Cea was born in the city of Izalco, department of Sonsonate, El Salvador, on April 10, 1939. He studied journalism and literature at the Universidad de El Salvador (UES), though he did not conclude his course of studies. He has served as the director of the editorial board of the UES, director or co-director of the journals "La Universidad" and "La Pájara Pinta," and has held several other positions related to the UES. Cea's literature has earned him several national and international literary prizes, among them:

- the International Poetry Award from the Circle of Ibero-American Poets and Writers of New York, 1965,
- the Prize September 15, of the Central American Contest of Sciences, Letters and Fine Arts, 1965 y 1966,
- the Poetry prize in the Latin American Pablo Neruda contest, Peru, 1974,
- the Rubén Darío International Award, 1981,
- and the First prize in the August floral games of San Salvador, 1998.

_ _ _ _ _

* **REQUIRED WORK**
1. According to the Cea biography, in which city and country was Cea born?
2. Write out the Cea biography from "- the International" to "San Salvador, 1998.", substituting "Honor" for "Award" each time it appears.
3. Decide whether each statement below agrees with the Cea biography, answering yes or no and quoting the words that settle it.
(a) Cea completed his course of studies at the Universidad de El Salvador.
(b) Cea received the Rubén Darío International Award in 1981.
(c) Cea won the Poetry prize in the Latin American Pablo Neruda contest in Chile.

_ _ _ _ _

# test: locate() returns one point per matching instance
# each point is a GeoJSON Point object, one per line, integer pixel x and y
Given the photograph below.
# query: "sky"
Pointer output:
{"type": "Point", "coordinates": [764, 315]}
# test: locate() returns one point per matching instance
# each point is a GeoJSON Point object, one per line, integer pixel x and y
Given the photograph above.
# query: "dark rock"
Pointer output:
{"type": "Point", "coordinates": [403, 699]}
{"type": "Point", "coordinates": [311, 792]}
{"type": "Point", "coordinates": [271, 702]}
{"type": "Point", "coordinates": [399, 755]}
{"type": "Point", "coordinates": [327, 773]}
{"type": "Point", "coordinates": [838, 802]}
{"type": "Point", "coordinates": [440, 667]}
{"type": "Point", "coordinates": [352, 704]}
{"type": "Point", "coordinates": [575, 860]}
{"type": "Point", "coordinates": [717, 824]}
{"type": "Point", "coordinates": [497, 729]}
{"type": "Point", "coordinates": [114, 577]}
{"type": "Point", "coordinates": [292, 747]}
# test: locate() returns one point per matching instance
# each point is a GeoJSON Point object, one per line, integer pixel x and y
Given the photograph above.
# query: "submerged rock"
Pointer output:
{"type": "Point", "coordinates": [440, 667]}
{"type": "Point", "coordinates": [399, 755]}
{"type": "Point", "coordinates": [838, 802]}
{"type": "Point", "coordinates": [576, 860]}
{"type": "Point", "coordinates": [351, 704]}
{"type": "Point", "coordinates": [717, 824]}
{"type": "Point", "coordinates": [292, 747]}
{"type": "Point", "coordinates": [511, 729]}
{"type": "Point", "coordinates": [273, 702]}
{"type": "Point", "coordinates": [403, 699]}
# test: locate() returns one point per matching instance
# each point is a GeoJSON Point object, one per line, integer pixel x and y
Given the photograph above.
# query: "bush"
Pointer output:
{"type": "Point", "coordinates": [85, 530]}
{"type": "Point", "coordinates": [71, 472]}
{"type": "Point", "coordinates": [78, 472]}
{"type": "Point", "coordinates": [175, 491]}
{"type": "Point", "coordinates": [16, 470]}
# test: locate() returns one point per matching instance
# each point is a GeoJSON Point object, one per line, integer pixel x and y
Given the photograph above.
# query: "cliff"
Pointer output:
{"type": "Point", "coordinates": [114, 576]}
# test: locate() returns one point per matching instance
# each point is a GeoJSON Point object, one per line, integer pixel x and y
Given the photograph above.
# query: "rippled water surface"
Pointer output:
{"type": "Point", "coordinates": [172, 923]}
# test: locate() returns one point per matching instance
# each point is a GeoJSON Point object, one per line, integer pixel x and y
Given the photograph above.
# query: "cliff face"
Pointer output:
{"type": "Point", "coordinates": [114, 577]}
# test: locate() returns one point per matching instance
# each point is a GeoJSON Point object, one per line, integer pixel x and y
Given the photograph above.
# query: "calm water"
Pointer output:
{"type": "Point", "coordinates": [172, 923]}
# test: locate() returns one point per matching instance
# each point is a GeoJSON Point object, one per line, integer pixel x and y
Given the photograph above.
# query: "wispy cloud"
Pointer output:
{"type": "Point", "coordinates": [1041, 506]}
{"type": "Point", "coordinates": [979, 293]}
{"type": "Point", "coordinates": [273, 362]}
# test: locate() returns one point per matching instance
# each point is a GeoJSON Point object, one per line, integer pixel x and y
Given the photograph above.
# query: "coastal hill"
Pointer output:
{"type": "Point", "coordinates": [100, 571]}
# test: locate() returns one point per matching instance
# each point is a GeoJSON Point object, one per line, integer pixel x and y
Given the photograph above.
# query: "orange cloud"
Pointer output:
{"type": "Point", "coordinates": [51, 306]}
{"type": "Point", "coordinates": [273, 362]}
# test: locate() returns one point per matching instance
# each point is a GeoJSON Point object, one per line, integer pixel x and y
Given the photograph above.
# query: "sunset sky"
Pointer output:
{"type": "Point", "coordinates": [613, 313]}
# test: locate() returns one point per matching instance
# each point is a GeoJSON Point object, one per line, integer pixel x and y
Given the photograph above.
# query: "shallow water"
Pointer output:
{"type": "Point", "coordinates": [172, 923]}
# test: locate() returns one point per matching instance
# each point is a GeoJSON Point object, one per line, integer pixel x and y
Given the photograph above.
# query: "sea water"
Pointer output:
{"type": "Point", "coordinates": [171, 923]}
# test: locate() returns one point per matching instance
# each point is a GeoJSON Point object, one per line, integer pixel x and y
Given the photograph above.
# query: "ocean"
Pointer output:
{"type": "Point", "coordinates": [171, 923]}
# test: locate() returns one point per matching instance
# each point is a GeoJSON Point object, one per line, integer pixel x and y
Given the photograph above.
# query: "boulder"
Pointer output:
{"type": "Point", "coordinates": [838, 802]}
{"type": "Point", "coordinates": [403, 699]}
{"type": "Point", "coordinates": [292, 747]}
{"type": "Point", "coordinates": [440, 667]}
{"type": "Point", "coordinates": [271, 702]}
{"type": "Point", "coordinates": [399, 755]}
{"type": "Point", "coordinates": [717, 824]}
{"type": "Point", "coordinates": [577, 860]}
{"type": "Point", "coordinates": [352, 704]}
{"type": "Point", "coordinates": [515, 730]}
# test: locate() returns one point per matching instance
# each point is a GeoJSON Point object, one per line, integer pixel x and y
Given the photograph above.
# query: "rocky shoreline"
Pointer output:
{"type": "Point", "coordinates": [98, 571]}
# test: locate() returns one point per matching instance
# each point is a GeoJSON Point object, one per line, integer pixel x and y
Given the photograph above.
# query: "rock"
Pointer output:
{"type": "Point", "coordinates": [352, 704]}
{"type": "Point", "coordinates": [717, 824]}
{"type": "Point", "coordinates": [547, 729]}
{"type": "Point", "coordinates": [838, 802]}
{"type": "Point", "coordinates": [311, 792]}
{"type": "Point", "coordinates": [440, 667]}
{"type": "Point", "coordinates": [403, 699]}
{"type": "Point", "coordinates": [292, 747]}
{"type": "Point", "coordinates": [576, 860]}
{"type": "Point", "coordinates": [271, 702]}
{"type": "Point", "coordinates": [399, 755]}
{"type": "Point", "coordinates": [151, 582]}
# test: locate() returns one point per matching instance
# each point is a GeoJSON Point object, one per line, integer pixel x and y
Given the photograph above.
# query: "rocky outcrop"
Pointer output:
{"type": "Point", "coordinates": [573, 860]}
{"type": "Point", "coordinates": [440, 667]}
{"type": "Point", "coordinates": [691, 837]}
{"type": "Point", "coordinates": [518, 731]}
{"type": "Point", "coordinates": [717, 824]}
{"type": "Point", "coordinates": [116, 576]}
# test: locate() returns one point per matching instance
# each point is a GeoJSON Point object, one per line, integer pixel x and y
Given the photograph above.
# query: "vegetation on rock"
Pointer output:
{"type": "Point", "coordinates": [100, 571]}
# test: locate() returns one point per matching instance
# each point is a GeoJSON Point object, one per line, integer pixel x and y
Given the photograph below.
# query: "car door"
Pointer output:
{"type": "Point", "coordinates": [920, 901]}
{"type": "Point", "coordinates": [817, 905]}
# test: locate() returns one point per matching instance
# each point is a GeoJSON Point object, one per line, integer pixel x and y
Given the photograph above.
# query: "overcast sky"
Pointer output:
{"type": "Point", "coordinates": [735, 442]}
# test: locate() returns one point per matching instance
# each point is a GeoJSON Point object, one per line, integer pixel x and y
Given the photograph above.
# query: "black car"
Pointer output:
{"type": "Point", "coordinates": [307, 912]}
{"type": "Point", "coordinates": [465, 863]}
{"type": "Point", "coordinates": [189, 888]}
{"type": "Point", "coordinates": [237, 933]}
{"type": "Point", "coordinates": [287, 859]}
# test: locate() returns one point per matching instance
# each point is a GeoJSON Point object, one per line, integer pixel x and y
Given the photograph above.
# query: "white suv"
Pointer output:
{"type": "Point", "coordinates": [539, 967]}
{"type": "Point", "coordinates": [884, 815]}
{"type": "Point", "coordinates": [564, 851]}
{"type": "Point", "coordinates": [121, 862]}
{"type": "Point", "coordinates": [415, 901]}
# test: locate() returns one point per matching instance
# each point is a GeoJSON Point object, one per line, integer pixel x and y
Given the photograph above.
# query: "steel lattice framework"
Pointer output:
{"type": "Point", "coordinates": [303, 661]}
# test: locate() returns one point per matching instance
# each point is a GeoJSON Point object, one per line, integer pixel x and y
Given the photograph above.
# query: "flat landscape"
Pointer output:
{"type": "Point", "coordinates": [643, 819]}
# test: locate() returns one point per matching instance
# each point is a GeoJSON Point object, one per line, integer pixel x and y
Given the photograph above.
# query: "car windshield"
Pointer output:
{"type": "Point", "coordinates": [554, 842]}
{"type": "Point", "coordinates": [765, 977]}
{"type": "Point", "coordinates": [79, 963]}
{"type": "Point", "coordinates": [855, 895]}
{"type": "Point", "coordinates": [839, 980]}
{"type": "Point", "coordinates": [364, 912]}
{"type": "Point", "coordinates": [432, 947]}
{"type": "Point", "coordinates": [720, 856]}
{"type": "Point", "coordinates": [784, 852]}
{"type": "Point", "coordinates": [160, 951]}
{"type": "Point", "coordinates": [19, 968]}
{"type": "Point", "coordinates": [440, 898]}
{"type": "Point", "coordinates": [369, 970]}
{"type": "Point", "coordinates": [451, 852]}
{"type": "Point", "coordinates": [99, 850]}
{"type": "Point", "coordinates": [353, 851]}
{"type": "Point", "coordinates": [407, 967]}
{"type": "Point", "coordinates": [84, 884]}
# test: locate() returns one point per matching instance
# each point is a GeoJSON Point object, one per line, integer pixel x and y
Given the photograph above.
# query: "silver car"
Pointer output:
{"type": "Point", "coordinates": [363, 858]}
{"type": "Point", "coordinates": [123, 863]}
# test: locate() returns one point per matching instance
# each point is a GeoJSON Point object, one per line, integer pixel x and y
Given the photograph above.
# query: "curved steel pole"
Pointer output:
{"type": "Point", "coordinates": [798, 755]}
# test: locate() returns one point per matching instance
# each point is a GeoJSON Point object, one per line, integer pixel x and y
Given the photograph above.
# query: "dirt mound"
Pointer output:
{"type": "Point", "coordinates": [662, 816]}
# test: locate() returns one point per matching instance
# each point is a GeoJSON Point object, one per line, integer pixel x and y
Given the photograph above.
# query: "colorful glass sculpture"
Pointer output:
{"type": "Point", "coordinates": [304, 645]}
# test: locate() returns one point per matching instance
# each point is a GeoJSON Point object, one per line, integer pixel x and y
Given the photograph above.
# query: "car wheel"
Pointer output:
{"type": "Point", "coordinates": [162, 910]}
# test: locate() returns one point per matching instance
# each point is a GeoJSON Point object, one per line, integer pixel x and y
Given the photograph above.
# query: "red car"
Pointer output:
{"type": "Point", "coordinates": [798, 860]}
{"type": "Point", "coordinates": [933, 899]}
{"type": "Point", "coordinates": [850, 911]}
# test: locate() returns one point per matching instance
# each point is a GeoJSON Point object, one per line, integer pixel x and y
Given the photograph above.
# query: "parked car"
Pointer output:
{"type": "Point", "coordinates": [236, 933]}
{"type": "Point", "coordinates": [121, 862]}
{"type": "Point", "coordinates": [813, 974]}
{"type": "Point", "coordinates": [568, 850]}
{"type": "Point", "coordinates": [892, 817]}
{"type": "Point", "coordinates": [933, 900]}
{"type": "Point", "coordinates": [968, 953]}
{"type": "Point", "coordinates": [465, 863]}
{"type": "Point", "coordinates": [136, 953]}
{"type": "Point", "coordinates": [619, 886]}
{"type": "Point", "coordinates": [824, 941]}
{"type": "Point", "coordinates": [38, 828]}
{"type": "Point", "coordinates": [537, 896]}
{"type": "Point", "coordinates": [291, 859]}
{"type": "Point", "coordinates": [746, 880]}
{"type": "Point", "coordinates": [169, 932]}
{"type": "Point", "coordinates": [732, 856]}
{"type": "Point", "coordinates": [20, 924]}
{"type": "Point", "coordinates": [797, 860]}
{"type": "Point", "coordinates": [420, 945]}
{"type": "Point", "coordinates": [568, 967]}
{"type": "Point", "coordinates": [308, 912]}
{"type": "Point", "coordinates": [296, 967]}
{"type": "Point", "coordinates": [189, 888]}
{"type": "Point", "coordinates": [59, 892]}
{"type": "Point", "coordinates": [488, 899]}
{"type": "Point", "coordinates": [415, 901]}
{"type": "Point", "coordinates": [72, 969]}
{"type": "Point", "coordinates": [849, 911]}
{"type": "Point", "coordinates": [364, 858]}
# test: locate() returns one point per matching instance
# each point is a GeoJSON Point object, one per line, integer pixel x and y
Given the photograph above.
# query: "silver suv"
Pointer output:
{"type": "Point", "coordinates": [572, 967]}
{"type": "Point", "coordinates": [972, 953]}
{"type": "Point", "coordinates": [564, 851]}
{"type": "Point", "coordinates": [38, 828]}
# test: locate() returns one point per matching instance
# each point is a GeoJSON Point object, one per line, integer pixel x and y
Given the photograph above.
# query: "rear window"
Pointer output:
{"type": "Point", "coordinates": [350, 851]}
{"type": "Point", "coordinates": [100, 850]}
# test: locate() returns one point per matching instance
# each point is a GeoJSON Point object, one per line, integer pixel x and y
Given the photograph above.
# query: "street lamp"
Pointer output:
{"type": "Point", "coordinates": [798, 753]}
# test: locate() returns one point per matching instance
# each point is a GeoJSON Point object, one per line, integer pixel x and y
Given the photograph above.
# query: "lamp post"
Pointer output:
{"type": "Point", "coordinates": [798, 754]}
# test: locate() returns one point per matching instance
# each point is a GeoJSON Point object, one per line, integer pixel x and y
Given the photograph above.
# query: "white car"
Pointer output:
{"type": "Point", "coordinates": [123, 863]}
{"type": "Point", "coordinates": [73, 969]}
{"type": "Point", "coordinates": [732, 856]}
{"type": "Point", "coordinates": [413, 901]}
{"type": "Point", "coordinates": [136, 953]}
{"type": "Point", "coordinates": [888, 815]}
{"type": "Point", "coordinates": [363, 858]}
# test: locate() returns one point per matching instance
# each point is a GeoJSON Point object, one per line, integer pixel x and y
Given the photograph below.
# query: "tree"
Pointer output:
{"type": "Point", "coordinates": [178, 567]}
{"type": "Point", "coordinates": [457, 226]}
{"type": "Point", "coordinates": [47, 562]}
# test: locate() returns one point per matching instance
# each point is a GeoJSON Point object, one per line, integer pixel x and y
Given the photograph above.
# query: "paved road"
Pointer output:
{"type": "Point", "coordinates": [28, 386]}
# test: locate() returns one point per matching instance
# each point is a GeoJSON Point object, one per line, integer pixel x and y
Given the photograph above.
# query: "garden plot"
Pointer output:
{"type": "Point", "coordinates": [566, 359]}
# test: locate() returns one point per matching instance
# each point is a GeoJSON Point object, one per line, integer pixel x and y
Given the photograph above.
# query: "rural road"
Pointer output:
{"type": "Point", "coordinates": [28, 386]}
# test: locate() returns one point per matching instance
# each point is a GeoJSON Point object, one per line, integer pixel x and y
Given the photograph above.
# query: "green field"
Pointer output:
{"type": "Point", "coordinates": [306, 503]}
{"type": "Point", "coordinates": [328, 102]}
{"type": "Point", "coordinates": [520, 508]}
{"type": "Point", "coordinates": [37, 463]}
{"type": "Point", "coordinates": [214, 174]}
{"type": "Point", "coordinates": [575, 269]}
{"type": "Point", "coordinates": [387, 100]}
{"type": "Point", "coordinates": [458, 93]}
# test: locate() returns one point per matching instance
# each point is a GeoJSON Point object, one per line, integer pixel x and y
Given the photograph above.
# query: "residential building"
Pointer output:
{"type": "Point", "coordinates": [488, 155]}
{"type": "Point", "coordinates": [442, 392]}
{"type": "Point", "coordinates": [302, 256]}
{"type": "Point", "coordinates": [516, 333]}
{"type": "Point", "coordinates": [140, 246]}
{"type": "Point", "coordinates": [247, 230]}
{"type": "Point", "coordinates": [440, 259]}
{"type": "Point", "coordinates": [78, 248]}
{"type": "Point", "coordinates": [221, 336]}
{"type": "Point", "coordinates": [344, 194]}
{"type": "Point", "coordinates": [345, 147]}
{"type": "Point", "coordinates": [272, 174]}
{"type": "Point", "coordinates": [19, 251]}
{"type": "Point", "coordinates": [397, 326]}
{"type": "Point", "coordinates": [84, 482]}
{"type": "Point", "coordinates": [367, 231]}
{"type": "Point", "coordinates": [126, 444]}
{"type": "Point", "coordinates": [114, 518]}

_ _ _ _ _

* **SOLUTIONS BELOW**
1. He was born in Izalco, El Salvador.

2.
- the International Poetry Honor from the Circle of Ibero-American Poets and Writers of New York, 1965,
- the Prize September 15, of the Central American Contest of Sciences, Letters and Fine Arts, 1965 y 1966,
- the Poetry prize in the Latin American Pablo Neruda contest, Peru, 1974,
- the Rubén Darío International Honor, 1981,
- and the First prize in the August floral games of San Salvador, 1998.

3.
(a) No: "though he did not conclude his course of studies"
(b) Yes: "the Rubén Darío International Award, 1981"
(c) No: "the Poetry prize in the Latin American Pablo Neruda contest, Peru, 1974"